Can you copy out, word for word, every line from the start of the records through the line holding "[632,305,700,327]", including that line?

(Detection annotation records)
..............................
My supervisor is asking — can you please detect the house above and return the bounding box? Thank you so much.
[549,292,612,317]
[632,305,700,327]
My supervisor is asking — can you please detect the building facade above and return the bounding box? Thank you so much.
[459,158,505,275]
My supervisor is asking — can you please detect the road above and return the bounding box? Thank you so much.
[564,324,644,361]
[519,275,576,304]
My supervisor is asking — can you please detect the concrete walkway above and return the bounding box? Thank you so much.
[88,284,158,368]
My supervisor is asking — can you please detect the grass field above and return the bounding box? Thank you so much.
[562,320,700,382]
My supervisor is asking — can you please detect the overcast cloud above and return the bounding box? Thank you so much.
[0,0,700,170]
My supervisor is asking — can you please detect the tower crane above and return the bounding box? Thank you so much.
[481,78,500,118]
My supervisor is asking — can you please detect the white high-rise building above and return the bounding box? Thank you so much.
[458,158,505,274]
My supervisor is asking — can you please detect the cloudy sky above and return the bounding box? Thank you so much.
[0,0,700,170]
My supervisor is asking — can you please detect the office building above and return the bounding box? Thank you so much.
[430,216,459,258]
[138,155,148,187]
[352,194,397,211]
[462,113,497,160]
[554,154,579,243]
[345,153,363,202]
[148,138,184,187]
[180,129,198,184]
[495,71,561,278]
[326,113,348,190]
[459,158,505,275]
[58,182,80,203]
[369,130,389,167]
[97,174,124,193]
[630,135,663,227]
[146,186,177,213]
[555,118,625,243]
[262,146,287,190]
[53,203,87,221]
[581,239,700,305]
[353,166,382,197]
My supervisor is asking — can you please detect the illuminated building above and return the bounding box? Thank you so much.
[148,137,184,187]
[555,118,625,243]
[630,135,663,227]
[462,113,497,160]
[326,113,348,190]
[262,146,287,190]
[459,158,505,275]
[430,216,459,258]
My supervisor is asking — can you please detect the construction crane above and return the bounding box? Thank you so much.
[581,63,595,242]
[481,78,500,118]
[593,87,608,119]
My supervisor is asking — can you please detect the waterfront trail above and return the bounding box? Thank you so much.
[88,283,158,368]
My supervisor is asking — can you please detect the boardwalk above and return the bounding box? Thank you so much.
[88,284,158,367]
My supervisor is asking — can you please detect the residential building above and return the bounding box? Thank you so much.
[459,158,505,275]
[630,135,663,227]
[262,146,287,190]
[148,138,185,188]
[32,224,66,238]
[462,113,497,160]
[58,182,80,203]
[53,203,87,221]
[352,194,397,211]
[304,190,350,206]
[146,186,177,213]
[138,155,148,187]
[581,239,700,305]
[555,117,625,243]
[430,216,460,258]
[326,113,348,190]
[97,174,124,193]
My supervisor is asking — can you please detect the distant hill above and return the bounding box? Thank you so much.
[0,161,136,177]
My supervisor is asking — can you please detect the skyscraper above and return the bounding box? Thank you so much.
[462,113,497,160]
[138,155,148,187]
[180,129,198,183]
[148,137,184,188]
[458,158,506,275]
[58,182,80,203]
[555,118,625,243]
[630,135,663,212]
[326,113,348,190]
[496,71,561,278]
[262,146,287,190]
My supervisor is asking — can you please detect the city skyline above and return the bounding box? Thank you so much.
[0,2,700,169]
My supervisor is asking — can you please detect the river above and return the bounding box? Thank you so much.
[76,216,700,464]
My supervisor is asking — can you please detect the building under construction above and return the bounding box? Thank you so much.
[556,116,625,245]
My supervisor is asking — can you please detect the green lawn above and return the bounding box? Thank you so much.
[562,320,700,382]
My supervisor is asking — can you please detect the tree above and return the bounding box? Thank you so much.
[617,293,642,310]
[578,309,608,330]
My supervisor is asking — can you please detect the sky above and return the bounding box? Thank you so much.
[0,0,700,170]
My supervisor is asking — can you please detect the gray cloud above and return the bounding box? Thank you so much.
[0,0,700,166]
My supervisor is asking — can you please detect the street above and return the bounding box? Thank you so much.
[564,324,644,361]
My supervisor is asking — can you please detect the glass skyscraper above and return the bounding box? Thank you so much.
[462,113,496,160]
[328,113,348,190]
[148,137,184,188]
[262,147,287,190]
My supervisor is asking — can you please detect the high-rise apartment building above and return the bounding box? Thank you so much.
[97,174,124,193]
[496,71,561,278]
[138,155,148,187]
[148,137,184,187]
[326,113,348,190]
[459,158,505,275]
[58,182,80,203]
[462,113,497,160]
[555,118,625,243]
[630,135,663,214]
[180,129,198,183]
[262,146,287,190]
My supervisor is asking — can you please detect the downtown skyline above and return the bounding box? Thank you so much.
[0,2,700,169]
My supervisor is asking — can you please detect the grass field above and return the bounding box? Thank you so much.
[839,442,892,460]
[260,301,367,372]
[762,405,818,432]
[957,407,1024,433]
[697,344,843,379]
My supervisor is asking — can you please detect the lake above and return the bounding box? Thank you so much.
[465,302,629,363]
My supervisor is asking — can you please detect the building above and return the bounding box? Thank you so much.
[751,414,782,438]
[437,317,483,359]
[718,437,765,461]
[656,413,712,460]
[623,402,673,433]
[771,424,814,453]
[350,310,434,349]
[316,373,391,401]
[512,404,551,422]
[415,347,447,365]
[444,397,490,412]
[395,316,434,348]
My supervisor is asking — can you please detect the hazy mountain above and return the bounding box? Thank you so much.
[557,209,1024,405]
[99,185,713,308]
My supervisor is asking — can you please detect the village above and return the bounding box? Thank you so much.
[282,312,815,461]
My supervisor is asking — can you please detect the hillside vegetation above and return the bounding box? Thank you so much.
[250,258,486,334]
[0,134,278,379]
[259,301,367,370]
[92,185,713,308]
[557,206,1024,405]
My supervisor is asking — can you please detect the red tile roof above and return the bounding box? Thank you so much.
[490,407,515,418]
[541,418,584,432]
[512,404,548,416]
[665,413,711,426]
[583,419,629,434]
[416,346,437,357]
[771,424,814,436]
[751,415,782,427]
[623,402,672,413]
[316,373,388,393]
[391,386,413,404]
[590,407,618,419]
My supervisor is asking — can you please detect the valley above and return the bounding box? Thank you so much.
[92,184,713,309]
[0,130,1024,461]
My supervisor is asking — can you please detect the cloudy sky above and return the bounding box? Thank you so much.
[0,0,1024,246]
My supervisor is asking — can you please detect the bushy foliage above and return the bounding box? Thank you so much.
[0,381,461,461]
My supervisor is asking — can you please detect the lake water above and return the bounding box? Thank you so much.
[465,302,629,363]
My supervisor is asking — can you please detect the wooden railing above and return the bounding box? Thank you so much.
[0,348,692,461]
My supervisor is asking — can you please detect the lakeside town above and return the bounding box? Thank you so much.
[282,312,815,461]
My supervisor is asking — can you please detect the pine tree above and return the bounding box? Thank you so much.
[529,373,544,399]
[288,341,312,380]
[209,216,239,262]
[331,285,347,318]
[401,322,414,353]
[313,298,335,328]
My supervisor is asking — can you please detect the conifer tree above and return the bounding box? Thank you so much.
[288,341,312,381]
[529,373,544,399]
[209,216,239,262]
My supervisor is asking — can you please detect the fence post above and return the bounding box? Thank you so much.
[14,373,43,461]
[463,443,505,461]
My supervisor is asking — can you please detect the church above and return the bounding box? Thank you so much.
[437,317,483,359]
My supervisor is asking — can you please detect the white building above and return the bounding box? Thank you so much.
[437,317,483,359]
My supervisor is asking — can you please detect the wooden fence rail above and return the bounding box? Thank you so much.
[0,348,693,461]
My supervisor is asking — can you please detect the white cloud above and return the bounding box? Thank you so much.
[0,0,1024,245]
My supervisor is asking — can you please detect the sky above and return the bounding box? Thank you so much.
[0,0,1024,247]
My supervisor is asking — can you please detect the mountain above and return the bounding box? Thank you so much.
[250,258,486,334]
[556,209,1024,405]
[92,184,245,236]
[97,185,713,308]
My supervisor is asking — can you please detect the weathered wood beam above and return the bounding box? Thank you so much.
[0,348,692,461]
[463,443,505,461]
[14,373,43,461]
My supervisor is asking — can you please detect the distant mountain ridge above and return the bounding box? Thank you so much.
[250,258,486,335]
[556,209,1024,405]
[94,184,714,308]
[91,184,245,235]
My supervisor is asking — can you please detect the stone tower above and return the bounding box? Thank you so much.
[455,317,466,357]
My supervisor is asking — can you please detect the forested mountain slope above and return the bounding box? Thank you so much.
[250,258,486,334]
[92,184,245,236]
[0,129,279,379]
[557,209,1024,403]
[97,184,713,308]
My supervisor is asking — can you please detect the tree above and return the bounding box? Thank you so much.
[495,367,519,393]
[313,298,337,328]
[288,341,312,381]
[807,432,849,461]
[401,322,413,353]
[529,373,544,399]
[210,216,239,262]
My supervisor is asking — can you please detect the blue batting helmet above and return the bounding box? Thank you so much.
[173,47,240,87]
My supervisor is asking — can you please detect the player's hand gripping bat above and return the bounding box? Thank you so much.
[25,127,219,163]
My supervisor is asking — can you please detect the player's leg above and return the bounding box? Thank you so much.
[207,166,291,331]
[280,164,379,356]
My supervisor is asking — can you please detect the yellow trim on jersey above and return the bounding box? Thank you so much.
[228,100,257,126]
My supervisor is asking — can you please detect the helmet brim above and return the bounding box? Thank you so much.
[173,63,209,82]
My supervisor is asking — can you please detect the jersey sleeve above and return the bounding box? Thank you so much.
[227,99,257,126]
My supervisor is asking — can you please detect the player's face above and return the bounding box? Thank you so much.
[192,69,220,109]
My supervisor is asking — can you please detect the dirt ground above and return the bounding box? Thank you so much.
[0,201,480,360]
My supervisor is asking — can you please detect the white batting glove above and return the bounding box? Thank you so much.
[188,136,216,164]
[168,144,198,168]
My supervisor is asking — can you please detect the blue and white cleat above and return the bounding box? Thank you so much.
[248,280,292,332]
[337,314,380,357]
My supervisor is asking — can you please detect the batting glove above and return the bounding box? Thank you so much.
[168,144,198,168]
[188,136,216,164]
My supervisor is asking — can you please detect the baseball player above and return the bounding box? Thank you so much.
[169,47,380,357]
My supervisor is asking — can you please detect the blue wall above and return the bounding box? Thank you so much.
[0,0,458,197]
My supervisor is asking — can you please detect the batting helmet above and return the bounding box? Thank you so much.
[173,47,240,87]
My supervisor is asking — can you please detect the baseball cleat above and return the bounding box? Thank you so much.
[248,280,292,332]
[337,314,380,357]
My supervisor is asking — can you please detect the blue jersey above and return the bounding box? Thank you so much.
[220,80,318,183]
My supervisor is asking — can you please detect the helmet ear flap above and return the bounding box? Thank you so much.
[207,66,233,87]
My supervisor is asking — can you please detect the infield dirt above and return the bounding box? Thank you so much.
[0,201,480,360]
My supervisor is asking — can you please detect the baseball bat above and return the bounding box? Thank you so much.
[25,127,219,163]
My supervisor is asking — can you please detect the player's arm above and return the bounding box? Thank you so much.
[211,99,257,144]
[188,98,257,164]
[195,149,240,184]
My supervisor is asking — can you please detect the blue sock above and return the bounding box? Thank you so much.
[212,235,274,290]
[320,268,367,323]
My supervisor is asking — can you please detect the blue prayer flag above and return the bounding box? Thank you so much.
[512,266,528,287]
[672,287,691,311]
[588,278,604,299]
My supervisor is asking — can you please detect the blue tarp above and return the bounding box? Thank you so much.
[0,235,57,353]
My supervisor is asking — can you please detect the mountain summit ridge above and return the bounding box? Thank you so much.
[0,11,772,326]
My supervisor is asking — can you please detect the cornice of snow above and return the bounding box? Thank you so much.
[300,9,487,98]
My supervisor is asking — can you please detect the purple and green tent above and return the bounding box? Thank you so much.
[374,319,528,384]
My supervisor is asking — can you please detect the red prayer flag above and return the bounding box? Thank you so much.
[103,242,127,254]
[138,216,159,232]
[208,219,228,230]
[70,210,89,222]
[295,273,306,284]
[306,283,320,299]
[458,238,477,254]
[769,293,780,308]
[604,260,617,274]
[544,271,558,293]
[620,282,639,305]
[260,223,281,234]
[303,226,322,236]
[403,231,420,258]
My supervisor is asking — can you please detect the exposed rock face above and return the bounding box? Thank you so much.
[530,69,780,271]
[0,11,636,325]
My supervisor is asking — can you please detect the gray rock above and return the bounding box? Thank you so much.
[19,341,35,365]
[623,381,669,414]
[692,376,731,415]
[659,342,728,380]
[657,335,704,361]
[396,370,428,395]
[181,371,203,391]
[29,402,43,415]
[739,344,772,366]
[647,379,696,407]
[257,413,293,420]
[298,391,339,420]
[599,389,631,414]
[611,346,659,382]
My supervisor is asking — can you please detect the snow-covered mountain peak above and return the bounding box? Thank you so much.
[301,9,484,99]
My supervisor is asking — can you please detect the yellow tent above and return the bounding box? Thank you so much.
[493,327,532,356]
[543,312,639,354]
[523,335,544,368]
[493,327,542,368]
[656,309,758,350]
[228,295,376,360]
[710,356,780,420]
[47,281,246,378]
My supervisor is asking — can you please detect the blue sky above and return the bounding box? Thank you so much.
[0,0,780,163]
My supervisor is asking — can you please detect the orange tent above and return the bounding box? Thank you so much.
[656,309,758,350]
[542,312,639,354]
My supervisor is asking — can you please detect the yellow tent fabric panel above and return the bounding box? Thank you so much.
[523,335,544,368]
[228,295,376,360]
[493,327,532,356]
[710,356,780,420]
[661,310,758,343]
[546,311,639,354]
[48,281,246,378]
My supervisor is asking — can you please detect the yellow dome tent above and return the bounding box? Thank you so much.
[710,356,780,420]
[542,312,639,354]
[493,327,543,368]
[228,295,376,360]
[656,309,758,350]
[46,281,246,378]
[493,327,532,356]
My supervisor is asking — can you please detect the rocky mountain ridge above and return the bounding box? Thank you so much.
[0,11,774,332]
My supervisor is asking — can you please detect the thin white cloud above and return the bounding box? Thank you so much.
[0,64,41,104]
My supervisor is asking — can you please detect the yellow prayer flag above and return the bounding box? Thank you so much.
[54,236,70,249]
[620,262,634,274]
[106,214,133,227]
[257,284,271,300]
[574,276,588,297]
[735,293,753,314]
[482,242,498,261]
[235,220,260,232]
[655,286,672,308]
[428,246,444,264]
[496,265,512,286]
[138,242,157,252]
..............................
EXERCISE SOLUTION
My supervisor is asking — can you please detect the house above and return the bounding box? Thank you so much.
[549,292,612,317]
[632,305,700,327]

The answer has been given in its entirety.